Every entry must appear in the answer exactly as written.

····················

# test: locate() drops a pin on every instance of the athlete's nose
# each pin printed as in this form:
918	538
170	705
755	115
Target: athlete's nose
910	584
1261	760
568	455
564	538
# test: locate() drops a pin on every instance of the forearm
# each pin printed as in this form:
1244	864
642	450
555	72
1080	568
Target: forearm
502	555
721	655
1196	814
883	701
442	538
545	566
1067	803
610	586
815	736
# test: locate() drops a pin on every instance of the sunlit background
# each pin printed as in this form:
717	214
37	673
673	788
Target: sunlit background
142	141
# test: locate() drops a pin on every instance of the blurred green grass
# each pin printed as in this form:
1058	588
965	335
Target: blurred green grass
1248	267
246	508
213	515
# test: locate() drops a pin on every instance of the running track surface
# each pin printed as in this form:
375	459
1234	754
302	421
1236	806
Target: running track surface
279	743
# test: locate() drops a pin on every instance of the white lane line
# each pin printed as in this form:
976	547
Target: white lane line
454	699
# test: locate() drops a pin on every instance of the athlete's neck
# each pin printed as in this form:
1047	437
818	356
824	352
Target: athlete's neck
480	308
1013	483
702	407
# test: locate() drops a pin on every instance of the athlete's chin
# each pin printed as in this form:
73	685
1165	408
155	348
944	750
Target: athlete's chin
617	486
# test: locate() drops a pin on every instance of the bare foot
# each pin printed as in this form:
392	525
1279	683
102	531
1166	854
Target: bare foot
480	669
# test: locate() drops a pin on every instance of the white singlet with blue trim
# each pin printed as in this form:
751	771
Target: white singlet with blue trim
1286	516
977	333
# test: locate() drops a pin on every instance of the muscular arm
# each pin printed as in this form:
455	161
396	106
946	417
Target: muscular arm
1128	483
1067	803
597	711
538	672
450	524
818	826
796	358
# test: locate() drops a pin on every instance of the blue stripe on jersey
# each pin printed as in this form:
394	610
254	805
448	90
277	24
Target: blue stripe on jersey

····················

> [ANSWER SPACE]
# test: locate() drops a pin on every instance of the athlete's nose
# each pin printed as in this form:
918	538
170	705
755	115
Target: athlete's nose
910	584
1261	760
568	455
564	538
# test: locate() drops a pin on every instance of the forearm
# each pin printed as in this form:
1244	864
642	450
555	72
1080	568
Target: forearm
502	555
721	655
1196	814
883	701
442	538
545	566
1067	803
610	586
815	736
# test: locate() drops a pin on every instance of the sunlit background
# each pin printed as in this form:
717	214
37	673
673	788
Target: sunlit background
142	141
# test: locate() drops a pin on every instance of the blurred green grass
# each pin printed as in this form:
1058	588
965	335
Target: blurred green grass
1248	267
246	508
213	515
# test: locate() drops a pin on every instance of the running track surface
# each pin printed as in this form:
375	459
1234	754
302	421
1236	806
Target: running track surface
279	743
# test: locate() drops a pin on every instance of the white lane line
# each pin printed as in this form:
976	547
Target: white lane line
454	699
# test: locate() drops a pin on every instance of the athlete's neck
# each pin printed as in this form:
1047	437
818	356
824	352
Target: athlete's neck
480	308
1013	483
702	407
# test: locate() drops a pin on every instance of the athlete's chin
# each pin printed as in this form:
73	685
1165	408
155	348
944	750
Target: athlete's chin
617	486
# test: locate() drops a pin on every instance of the bare foot
# each pin printed as in this form:
392	525
1279	683
102	531
1166	854
Target: bare foot
480	669
# test: locate() drops a pin on every instance of the white singlet with blue trim
# each pin printed as in this form:
751	771
Target: white singlet with blue trim
1286	516
977	333
# test: locate() drops a pin on every instance of the muscular arm
# each pin printed as in this form:
455	161
396	106
946	417
Target: muscular arm
1128	483
1067	803
597	711
538	672
450	524
818	826
796	358
# test: locate() drops a pin on every instance of the blue stripe on jersey
# each pin printed as in this form:
394	610
254	805
448	90
277	24
Target: blue stripe on jersey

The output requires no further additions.